### Extract provided
Couples Therapy

“Couples therapy is a mutual commitment to resolve conflicts and issues that have maintained the relationship in a state of inertia. Likewise, it is    designed to address a crisis in ways that are newer and more effective than those previously employed.”

~ Peter C. Turco

Overview

Marriage counseling, also called couples therapy, is a type of psychotherapy. Marriage counseling helps couples of all types recognize and resolve conflicts and improve their relationships. Through marriage counseling, you can make thoughtful decisions about rebuilding and strengthening your relationship or going your separate ways.

Marriage counseling is often provided by licensed therapists known as marriage and family therapists. These therapists have graduate or postgraduate degrees — and many choose to become credentialed by the American Association for Marriage and Family Therapy (AAMFT).

Marriage counseling is often short term. Marriage counseling typically includes both partners, but sometimes one partner chooses to work with a therapist alone. The specific treatment plan depends on the situation.

Why Is It Done?

Marriage counseling can help couples in all types of intimate relationships — regardless of sexual orientation or marriage status.
######
### Excerpted data
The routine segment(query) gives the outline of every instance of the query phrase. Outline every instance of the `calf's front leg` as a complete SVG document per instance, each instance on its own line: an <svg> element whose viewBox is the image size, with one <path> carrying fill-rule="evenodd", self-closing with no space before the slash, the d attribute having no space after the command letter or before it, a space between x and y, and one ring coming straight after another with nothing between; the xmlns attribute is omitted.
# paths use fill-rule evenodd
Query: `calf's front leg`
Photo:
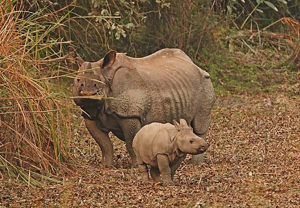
######
### Excerpted data
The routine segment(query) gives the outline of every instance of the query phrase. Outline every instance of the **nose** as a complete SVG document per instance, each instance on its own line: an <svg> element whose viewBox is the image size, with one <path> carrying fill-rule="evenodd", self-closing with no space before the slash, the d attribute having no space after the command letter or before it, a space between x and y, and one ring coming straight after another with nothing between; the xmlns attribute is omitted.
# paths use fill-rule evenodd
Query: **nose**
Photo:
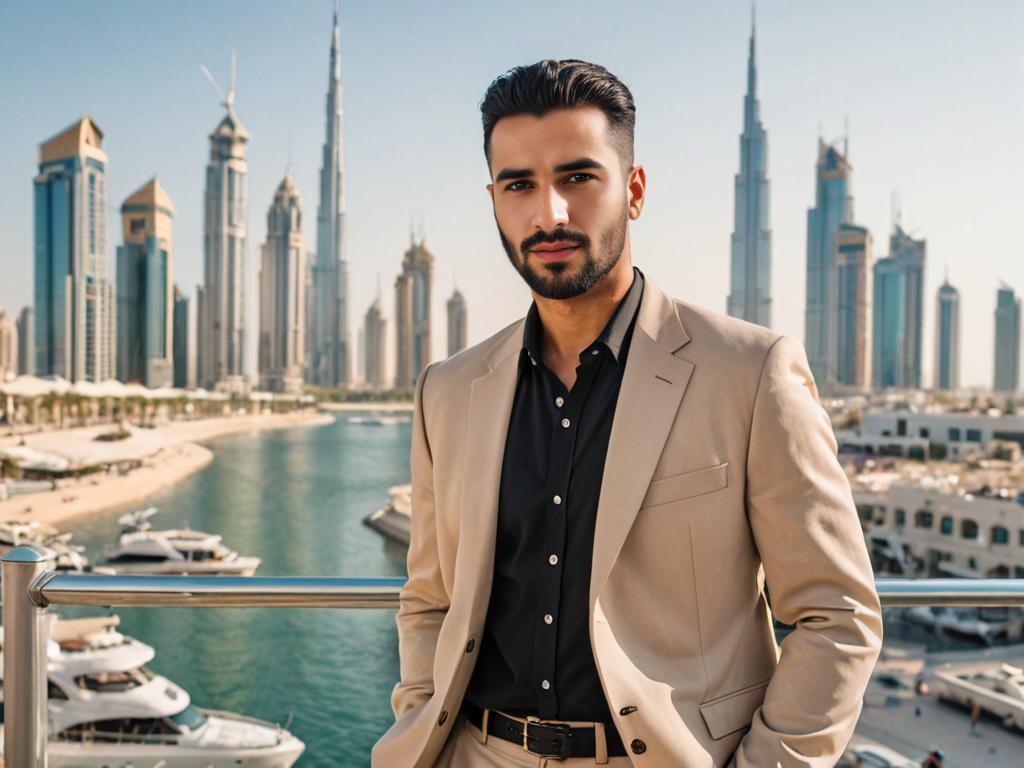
######
### Excerpted data
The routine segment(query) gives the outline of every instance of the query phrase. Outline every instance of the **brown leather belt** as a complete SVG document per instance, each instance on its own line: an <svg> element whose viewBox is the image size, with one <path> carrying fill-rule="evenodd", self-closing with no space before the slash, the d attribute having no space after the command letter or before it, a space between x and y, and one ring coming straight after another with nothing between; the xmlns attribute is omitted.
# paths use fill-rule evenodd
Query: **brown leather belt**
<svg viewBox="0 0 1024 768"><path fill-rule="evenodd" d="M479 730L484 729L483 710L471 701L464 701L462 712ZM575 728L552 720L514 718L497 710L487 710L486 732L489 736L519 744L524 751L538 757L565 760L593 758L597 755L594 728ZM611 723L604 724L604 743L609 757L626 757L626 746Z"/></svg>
######
Required action → Write the next part of the couples therapy text, starting after its last sentence. The records can be set aside here.

Expected answer →
Some couples seek marriage counseling to strengthen their partnership and gain a better understanding of each other. Marriage counseling can also help couples who plan to get married. Premarital counseling can help couples achieve a deeper understanding of each other and iron out differences before marriage.

In other cases, couples seek marriage counseling to improve a troubled relationship. You can use marriage counseling to help with many specific issues, including:

  • Communication problems
  • Sexual difficulties
  • Conflicts about child rearing or blended families
  • Substance abuse
  • Anger
  • Infidelity

Marriage counseling might also be helpful in cases of domestic abuse. If violence has escalated to the point that you’re afraid, however, counseling alone isn’t adequate. Contact the police or a local shelter or crisis center for emergency support.